DIRECTIONS: Copy out all the entries exactly.

INFORMATION:
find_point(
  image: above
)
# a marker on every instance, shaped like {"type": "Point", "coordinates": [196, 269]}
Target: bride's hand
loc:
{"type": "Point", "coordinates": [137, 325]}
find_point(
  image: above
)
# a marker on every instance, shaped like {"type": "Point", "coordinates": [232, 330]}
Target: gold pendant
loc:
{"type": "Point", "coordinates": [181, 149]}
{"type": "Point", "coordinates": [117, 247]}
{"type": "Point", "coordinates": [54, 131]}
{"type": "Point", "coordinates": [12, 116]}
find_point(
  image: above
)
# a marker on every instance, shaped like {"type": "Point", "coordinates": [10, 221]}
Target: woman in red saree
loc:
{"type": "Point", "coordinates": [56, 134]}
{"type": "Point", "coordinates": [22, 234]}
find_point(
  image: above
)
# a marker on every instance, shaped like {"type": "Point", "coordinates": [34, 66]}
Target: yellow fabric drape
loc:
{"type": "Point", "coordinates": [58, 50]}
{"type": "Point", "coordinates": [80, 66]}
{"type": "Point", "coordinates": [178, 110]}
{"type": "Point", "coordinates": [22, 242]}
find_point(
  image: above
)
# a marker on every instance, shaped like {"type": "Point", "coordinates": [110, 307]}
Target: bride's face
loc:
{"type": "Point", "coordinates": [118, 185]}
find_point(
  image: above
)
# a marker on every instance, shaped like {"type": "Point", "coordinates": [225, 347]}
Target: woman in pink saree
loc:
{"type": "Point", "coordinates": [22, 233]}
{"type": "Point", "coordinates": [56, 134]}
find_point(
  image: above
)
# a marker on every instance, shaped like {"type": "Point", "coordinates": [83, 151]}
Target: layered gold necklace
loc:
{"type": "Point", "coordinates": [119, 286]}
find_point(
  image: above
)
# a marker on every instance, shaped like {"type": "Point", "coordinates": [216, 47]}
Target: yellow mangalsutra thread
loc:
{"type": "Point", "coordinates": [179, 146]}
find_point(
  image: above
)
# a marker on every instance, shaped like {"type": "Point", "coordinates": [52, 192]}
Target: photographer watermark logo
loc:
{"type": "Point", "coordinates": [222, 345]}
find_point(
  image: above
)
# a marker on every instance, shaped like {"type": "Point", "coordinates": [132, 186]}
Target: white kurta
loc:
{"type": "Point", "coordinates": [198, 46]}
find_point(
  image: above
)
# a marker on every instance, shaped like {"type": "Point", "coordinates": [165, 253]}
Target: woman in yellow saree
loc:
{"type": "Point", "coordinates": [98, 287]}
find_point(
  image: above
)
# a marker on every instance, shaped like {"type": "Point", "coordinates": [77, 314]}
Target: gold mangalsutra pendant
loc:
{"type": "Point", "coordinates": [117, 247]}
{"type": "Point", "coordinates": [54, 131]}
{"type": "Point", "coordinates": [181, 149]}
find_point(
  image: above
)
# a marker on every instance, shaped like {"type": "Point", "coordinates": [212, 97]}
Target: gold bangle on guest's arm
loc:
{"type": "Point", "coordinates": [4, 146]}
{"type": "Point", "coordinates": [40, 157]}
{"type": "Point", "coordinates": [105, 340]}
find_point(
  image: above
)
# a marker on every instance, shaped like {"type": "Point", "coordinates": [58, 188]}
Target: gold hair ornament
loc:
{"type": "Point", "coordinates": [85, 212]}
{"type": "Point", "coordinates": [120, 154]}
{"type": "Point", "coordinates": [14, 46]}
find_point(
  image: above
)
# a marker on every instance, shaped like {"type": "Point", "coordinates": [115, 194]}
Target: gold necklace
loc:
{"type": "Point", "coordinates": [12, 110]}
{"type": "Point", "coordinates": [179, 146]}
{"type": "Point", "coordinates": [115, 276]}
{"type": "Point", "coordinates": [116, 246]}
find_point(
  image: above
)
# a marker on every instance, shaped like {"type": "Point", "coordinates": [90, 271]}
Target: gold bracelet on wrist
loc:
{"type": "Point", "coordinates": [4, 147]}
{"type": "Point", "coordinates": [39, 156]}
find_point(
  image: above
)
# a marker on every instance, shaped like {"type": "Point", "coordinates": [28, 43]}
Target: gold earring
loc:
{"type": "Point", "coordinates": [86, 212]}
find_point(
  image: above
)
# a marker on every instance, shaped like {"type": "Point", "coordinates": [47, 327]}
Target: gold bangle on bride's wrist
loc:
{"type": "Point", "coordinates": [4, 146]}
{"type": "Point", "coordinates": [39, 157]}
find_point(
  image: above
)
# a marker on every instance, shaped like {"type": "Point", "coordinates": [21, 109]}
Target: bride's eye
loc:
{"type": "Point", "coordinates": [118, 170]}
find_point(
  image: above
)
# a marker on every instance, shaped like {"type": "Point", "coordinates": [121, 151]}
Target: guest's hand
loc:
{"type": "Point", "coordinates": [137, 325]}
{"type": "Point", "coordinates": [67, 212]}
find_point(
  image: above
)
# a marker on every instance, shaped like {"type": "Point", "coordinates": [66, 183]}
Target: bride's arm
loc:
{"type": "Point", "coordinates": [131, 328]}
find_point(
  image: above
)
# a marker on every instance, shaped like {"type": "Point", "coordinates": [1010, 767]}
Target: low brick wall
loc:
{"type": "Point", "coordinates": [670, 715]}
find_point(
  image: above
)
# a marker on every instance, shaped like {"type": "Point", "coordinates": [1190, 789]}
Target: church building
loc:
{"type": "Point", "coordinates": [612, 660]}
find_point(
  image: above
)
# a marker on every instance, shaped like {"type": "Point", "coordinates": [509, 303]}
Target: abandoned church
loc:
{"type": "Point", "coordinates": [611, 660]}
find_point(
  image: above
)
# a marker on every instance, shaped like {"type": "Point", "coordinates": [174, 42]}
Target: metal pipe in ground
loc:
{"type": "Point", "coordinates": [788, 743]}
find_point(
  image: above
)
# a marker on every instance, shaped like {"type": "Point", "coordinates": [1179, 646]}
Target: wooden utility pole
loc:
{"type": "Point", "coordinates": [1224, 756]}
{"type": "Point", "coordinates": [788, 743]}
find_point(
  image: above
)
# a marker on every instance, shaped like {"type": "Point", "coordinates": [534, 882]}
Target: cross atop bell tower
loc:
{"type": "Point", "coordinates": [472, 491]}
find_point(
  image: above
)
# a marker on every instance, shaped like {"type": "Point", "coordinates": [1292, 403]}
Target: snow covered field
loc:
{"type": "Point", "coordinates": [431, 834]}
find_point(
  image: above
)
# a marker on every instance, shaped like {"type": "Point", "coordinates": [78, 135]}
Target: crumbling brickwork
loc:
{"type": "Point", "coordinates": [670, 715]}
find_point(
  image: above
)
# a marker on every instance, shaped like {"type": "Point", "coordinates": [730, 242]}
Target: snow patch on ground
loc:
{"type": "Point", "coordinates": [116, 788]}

YOUR SOLUTION:
find_point(
  image: above
)
# a marker on every instance, shaped like {"type": "Point", "coordinates": [196, 269]}
Target: bride's hand
loc:
{"type": "Point", "coordinates": [137, 325]}
find_point(
  image: above
)
# a marker on every instance, shaped like {"type": "Point", "coordinates": [232, 330]}
Target: gold pendant
loc:
{"type": "Point", "coordinates": [181, 149]}
{"type": "Point", "coordinates": [117, 247]}
{"type": "Point", "coordinates": [54, 131]}
{"type": "Point", "coordinates": [12, 116]}
find_point(
  image: above
)
# a marker on every instance, shaped like {"type": "Point", "coordinates": [10, 221]}
Target: woman in red saree
loc:
{"type": "Point", "coordinates": [56, 134]}
{"type": "Point", "coordinates": [22, 234]}
find_point(
  image: above
)
# a marker on every instance, shaped like {"type": "Point", "coordinates": [34, 66]}
Target: yellow fabric drape
loc:
{"type": "Point", "coordinates": [58, 50]}
{"type": "Point", "coordinates": [80, 66]}
{"type": "Point", "coordinates": [178, 110]}
{"type": "Point", "coordinates": [22, 242]}
find_point(
  image: above
)
# a marker on every instance, shaped like {"type": "Point", "coordinates": [110, 307]}
Target: bride's face
loc:
{"type": "Point", "coordinates": [118, 185]}
find_point(
  image: above
)
# a marker on every instance, shaped like {"type": "Point", "coordinates": [225, 347]}
Target: woman in pink saree
loc:
{"type": "Point", "coordinates": [22, 233]}
{"type": "Point", "coordinates": [56, 134]}
find_point(
  image: above
)
# a marker on every instance, shaped like {"type": "Point", "coordinates": [83, 151]}
Target: layered gold necklace
loc:
{"type": "Point", "coordinates": [119, 286]}
find_point(
  image: above
)
# a marker on every instance, shaped like {"type": "Point", "coordinates": [216, 47]}
Target: yellow mangalsutra thread
loc:
{"type": "Point", "coordinates": [179, 146]}
find_point(
  image: above
)
# a marker on every instance, shaped like {"type": "Point", "coordinates": [52, 192]}
Target: photographer watermark logo
loc:
{"type": "Point", "coordinates": [222, 345]}
find_point(
  image: above
)
# a marker on every instance, shaped like {"type": "Point", "coordinates": [132, 186]}
Target: white kurta
loc:
{"type": "Point", "coordinates": [198, 46]}
find_point(
  image: above
)
# a marker on every instance, shaped like {"type": "Point", "coordinates": [165, 253]}
Target: woman in yellow saree
loc:
{"type": "Point", "coordinates": [98, 287]}
find_point(
  image: above
)
# a marker on every instance, shaped like {"type": "Point", "coordinates": [77, 314]}
Target: gold mangalsutra pendant
loc:
{"type": "Point", "coordinates": [117, 247]}
{"type": "Point", "coordinates": [54, 131]}
{"type": "Point", "coordinates": [181, 149]}
find_point(
  image: above
)
# a marker on every instance, shaped like {"type": "Point", "coordinates": [212, 97]}
Target: gold bangle on guest's arm
loc:
{"type": "Point", "coordinates": [4, 146]}
{"type": "Point", "coordinates": [40, 157]}
{"type": "Point", "coordinates": [105, 340]}
find_point(
  image: above
)
# a marker on every instance, shaped like {"type": "Point", "coordinates": [58, 188]}
Target: gold hair ornament
loc:
{"type": "Point", "coordinates": [85, 212]}
{"type": "Point", "coordinates": [120, 154]}
{"type": "Point", "coordinates": [14, 46]}
find_point(
  image: above
)
# a marker on every instance, shaped like {"type": "Point", "coordinates": [115, 194]}
Target: gold necklace
loc:
{"type": "Point", "coordinates": [12, 110]}
{"type": "Point", "coordinates": [179, 146]}
{"type": "Point", "coordinates": [115, 276]}
{"type": "Point", "coordinates": [116, 246]}
find_point(
  image: above
)
# a marker on every instance, shaped like {"type": "Point", "coordinates": [90, 271]}
Target: gold bracelet on wrist
loc:
{"type": "Point", "coordinates": [4, 147]}
{"type": "Point", "coordinates": [39, 156]}
find_point(
  image: above
)
# a marker on every instance, shaped like {"type": "Point", "coordinates": [28, 43]}
Target: gold earring
loc:
{"type": "Point", "coordinates": [86, 212]}
find_point(
  image: above
)
# a marker on every instance, shaped like {"type": "Point", "coordinates": [47, 327]}
Target: gold bangle on bride's wrist
loc:
{"type": "Point", "coordinates": [4, 146]}
{"type": "Point", "coordinates": [39, 157]}
find_point(
  image: above
)
# a marker on every instance, shaped like {"type": "Point", "coordinates": [21, 109]}
Target: bride's eye
loc:
{"type": "Point", "coordinates": [118, 170]}
find_point(
  image: above
)
# a marker on every instance, shaped like {"type": "Point", "coordinates": [121, 151]}
Target: guest's hand
loc:
{"type": "Point", "coordinates": [137, 325]}
{"type": "Point", "coordinates": [67, 212]}
find_point(
  image: above
)
# a marker on every instance, shaped like {"type": "Point", "coordinates": [66, 183]}
Target: bride's arm
loc:
{"type": "Point", "coordinates": [131, 328]}
find_point(
  image: above
)
# a marker on every instance, shaped like {"type": "Point", "coordinates": [1010, 767]}
Target: low brick wall
loc:
{"type": "Point", "coordinates": [670, 715]}
find_point(
  image: above
)
# a marker on every instance, shaped like {"type": "Point", "coordinates": [1190, 789]}
Target: church building
loc:
{"type": "Point", "coordinates": [612, 660]}
find_point(
  image: above
)
# a marker on every instance, shaped like {"type": "Point", "coordinates": [509, 303]}
Target: abandoned church
loc:
{"type": "Point", "coordinates": [611, 660]}
find_point(
  image: above
)
# a marker on every instance, shaped like {"type": "Point", "coordinates": [174, 42]}
Target: metal pipe in ground
loc:
{"type": "Point", "coordinates": [788, 743]}
find_point(
  image: above
)
# a marker on every instance, shaped like {"type": "Point", "coordinates": [1179, 646]}
Target: wooden utility pole
loc:
{"type": "Point", "coordinates": [1224, 756]}
{"type": "Point", "coordinates": [788, 743]}
find_point(
  image: above
)
# a marker on every instance, shaped like {"type": "Point", "coordinates": [534, 882]}
Target: cross atop bell tower
loc:
{"type": "Point", "coordinates": [472, 491]}
find_point(
  image: above
)
# a marker on every instance, shaped like {"type": "Point", "coordinates": [1292, 403]}
Target: snow covered field
loc:
{"type": "Point", "coordinates": [431, 834]}
find_point(
  image: above
)
# a marker on every instance, shaped like {"type": "Point", "coordinates": [78, 135]}
Target: crumbling brickwork
loc:
{"type": "Point", "coordinates": [670, 715]}
find_point(
  image: above
)
# a marker on every instance, shaped like {"type": "Point", "coordinates": [730, 242]}
Target: snow patch on ground
loc:
{"type": "Point", "coordinates": [116, 788]}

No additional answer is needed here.